▸ **Provided text**:

Prediction of a common structural domain in aminoacyl-tRNA synthetases through use of a new pattern-directed inference system

Abstract
The aminoacyl-tRNA synthetases are united by a common function with little evidence of a common structural relationship. Outside of an 11 amino acid stretch called the "signature sequence", no global primary sequence similarity exists. The signature sequence matched 4-11 amino acids in several aminoacyl-tRNA synthetases. High-resolution X-ray data are available for two of these enzymes, revealing that their signature sequence regions are small segments of a common mononucleotide binding foldlike structure. A new methodology for the analysis of dissimilar primary sequences supports the expectation that all of the signature sequence regions form a common structure. In our analysis, two complex pattern descriptors were constructed to describe the synthetase mononucleotide binding fold. These were compared to primary sequences annotated with predicted secondary structures and hydropathy profiles. Regions in 8 out of 12 (67%) heterologous aminoacyl-tRNA synthetase groups (where each group is specific for the same amino acid) match the first descriptor, and 7 of these (58%) also match the second descriptor. In contrast, only 4 regions in a set of 54 control proteins (7.4%) match the first descriptor, and only 2 regions (3.7%) match both. Alignment of these 8 regions to the descriptor (1) positions all known signature sequence regions as the first loop of a mononucleotide binding foldlike structure, (2) extends the previous alignments by another 40-odd amino acids, and (3) identifies potential sites in 3 out of 6 heterologous aminoacyl-tRNA synthetases with no previous alignments. Potential sites are also proposed for two additional heterologous synthetases on the basis of matches to less specific descriptors.

▸ **Dataset excerpt**:
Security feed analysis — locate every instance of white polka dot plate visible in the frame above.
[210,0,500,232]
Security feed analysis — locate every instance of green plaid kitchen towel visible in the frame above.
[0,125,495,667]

▸ **Work to complete**: Translate this sentence from the aminoacyl-tRNA synthetase abstract into Spanish: "High-resolution X-ray data are available for two of these enzymes, revealing that their signature sequence regions are small segments of a common mononucleotide binding foldlike structure."

▸ **Solution to the problem**: Se dispone de datos de rayos X de alta resolución para dos de estas enzimas, los cuales revelan que sus regiones de secuencia firma son pequeños segmentos de una estructura común similar al plegamiento de unión a mononucleótidos.